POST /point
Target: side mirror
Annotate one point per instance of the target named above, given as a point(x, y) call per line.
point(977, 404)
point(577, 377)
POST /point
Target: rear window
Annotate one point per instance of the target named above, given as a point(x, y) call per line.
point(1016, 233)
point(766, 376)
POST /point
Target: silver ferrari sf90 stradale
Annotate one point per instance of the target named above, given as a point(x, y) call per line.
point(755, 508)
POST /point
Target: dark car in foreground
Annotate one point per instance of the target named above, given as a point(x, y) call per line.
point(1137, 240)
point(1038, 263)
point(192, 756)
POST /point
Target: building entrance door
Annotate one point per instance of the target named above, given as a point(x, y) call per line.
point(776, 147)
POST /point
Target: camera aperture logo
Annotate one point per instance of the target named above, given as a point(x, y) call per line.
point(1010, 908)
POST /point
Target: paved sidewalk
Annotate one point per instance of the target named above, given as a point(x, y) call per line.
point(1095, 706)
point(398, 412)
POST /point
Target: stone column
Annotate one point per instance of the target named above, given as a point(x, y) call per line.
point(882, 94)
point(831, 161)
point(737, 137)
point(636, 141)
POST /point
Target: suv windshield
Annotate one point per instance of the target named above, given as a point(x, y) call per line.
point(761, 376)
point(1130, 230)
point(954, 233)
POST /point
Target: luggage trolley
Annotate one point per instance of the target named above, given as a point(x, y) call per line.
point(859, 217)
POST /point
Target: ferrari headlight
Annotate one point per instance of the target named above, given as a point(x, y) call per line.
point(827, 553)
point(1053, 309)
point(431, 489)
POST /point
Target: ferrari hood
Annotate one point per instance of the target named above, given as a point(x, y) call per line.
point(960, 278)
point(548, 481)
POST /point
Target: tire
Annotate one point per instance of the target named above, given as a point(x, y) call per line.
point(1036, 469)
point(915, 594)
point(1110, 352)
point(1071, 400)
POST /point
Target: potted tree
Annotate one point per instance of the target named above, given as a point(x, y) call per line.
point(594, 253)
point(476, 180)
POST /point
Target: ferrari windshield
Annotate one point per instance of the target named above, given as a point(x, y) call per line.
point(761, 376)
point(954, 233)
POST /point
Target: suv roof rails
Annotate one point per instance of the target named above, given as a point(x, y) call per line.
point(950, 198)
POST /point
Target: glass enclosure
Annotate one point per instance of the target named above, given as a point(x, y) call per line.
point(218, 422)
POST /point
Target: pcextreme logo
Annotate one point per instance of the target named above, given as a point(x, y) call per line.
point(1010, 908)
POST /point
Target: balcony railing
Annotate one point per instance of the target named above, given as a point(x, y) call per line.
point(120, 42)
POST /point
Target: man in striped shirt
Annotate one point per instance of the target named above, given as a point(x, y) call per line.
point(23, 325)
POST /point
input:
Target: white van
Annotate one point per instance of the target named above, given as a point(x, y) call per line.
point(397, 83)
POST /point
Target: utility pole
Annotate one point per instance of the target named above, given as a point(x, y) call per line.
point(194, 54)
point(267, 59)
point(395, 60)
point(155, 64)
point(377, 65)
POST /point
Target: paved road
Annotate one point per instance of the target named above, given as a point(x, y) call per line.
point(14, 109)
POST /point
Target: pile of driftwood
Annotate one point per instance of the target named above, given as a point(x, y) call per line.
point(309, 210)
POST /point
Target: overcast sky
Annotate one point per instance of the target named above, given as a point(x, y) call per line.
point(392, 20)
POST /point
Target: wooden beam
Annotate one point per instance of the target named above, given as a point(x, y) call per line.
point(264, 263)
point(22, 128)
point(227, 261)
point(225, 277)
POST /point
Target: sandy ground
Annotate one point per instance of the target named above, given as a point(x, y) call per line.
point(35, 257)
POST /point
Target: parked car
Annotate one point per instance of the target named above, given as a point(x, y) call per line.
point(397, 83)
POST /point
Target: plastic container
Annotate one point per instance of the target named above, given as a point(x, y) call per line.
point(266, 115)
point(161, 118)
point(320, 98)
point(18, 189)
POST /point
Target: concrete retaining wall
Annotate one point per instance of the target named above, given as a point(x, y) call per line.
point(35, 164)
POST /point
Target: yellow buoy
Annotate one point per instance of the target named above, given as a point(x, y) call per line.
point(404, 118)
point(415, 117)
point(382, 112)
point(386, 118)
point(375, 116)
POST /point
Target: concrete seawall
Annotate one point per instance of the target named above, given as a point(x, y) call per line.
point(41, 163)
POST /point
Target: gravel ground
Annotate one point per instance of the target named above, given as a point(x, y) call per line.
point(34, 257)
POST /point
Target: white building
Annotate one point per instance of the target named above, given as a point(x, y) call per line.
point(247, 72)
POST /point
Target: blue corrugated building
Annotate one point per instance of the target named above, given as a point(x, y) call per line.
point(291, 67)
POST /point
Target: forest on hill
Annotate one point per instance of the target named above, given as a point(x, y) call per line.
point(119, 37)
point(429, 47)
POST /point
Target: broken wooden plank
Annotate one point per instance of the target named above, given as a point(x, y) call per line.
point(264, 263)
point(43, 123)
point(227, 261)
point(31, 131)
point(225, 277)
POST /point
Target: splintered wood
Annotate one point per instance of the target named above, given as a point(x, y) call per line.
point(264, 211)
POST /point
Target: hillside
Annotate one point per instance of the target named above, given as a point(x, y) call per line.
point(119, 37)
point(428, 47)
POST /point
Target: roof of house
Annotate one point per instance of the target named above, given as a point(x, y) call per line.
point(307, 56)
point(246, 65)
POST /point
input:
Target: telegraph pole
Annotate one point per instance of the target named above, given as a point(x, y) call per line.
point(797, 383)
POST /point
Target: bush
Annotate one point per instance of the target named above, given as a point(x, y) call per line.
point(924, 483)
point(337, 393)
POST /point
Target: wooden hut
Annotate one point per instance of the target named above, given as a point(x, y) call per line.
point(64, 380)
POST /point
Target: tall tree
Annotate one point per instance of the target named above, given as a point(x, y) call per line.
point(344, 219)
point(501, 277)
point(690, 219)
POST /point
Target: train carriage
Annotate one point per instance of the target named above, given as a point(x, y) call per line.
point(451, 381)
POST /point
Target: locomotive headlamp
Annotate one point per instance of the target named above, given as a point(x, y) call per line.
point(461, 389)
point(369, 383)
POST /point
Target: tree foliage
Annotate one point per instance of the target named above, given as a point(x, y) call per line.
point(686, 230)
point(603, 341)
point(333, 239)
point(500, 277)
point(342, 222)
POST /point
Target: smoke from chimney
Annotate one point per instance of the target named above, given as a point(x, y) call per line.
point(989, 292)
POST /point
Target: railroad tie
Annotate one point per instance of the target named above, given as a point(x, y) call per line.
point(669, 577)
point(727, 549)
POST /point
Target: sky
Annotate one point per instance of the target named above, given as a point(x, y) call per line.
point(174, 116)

__Exercise aim__: Above are the entries; repeat their lines exactly, from the first through the one that contains "Target: camera aperture logo".

__Answer__:
POST /point
Target: side mirror
Annotate one point per instance of the target named above, given as a point(x, y) call per line.
point(977, 404)
point(577, 377)
POST /point
Target: rear window
Annotate one point per instance of the target named above, given as a point(x, y) call per line.
point(1016, 233)
point(766, 376)
POST /point
Target: silver ferrari sf90 stradale
Annotate one point per instance of the target named above, given as a point(x, y) call per line.
point(755, 508)
POST /point
Target: dark car in foreground
Annotate one point per instance of the target named above, given as a point(x, y) call per line.
point(1137, 240)
point(1038, 263)
point(192, 756)
POST /point
Target: building entrance door
Annotate one point per instance of the target named above, given as a point(x, y) call per line.
point(776, 147)
POST /point
Target: camera aperture logo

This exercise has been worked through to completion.